(Excerpts from location labeling data)
========================================================================

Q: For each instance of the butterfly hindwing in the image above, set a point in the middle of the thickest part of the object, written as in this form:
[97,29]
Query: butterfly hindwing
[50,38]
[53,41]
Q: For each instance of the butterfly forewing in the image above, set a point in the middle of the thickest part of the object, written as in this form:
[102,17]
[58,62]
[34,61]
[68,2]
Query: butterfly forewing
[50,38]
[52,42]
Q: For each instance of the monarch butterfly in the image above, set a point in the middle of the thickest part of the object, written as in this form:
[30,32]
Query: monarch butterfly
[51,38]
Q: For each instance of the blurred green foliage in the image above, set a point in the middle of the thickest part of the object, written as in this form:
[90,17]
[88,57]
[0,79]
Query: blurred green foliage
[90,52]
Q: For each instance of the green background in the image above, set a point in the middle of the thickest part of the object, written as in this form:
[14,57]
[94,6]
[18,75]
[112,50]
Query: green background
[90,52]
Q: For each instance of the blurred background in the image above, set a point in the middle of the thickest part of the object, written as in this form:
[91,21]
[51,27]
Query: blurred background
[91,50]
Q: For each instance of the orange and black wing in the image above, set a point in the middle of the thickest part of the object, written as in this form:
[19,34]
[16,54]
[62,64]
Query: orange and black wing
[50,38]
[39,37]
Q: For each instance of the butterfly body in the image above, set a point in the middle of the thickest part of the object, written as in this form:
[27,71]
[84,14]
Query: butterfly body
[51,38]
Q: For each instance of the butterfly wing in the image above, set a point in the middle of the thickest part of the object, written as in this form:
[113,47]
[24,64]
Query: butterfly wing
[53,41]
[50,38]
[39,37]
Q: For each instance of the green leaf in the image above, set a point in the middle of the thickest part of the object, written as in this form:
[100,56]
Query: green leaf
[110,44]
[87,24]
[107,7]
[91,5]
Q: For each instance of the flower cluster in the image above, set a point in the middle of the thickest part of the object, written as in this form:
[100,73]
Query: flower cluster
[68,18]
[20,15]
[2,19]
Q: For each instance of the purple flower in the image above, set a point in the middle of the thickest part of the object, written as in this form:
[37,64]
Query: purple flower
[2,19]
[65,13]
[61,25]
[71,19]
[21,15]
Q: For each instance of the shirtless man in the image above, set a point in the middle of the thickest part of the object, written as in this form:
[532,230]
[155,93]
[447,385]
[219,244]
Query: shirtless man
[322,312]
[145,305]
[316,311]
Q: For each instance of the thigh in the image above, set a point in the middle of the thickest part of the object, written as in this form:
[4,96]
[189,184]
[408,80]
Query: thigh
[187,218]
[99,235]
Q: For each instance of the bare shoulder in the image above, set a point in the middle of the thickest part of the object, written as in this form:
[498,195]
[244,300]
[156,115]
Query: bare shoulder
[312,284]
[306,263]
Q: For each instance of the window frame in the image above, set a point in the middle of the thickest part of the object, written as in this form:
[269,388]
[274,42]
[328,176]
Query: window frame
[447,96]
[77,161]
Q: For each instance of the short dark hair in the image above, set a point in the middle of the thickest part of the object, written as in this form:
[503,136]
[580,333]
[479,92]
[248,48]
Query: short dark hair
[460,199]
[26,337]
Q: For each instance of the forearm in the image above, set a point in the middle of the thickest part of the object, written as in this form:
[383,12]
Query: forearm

========================================================================

* _WHAT IS REQUIRED_
Reproduce all of the records above verbatim, preserving every line without alteration.

* _SOLVED PROBLEM_
Q: For each instance of the butterfly hindwing in the image above, set a point in the middle of the thickest part of the object, written as in this form:
[97,29]
Query: butterfly hindwing
[50,38]
[53,41]
Q: For each instance of the butterfly forewing in the image above, set a point in the middle of the thickest part of the object, written as in this form:
[102,17]
[58,62]
[34,61]
[68,2]
Query: butterfly forewing
[50,38]
[52,42]
Q: For each instance of the monarch butterfly in the image above, set a point in the middle of the thickest part of the object, written as in this form:
[30,32]
Query: monarch butterfly
[51,38]
Q: For each instance of the blurred green foliage in the image above, set a point in the middle of the thickest part of the object, written as in this form:
[90,17]
[88,57]
[0,79]
Query: blurred green foliage
[90,52]
Q: For each instance of the green background in the image above, set a point in the middle of the thickest part of the object, written as in this form:
[14,57]
[94,6]
[18,75]
[112,50]
Query: green background
[90,52]
Q: For each instance of the blurred background in the image above, set a point in the middle of the thickest part of the object, written as in this form:
[91,21]
[51,27]
Query: blurred background
[91,50]
Q: For each instance of the orange and black wing in the image above, set a point in the middle of the thickest part of the object, written as in this form:
[19,34]
[16,54]
[62,64]
Query: orange and black wing
[50,38]
[39,37]
Q: For each instance of the butterfly body in the image above, set a point in the middle of the thickest part of the object, written as in this form:
[27,71]
[84,14]
Query: butterfly body
[51,38]
Q: For each instance of the butterfly wing in the image above, set a point in the middle of the thickest part of the object, written as in this form:
[113,47]
[24,64]
Query: butterfly wing
[53,41]
[50,38]
[39,37]
Q: For each instance of the green leaf in the image above, set a point in the middle of the thickest part of the object, written as in this form:
[100,56]
Query: green leaf
[110,44]
[87,24]
[107,7]
[91,5]
Q: For each instance of the flower cluster in the image above, set a point in the middle of the thickest part of the object, written as in this form:
[100,73]
Query: flower cluster
[68,18]
[20,15]
[2,19]
Q: For each instance of the purple flower in the image above, set a point in the middle of the thickest part of the object, written as in this form:
[37,64]
Query: purple flower
[2,19]
[65,13]
[61,25]
[71,19]
[21,15]
Q: For each instance of the shirtless man in the image above, set a point in the middle of the thickest part of the object, written as in this form:
[532,230]
[155,93]
[447,385]
[219,244]
Query: shirtless man
[322,312]
[145,305]
[316,311]
Q: For each instance of the thigh in the image above, set a point in the middle of the thickest part of the object, written as in this form:
[4,96]
[189,184]
[408,80]
Query: thigh
[187,218]
[99,235]
Q: For each instance of the bare shoulder in the image above, set a point in the middle of the thickest part of the object, written as in this form:
[498,195]
[244,300]
[156,115]
Query: bare shoulder
[312,284]
[306,263]
Q: For each instance of the window frame in the image above, set a point in the middle of the thickest part of the object, written as in this form:
[269,388]
[274,42]
[328,176]
Query: window frame
[447,96]
[77,161]
Q: For each instance of the short dark hair in the image above, set a point in the middle of the thickest part of the object, written as in this form:
[503,136]
[580,333]
[479,92]
[248,48]
Query: short dark hair
[460,199]
[26,337]
Q: For each instance of the forearm in the image above, set a point in the middle of the thickest part of the object, written as in this form:
[383,12]
Query: forearm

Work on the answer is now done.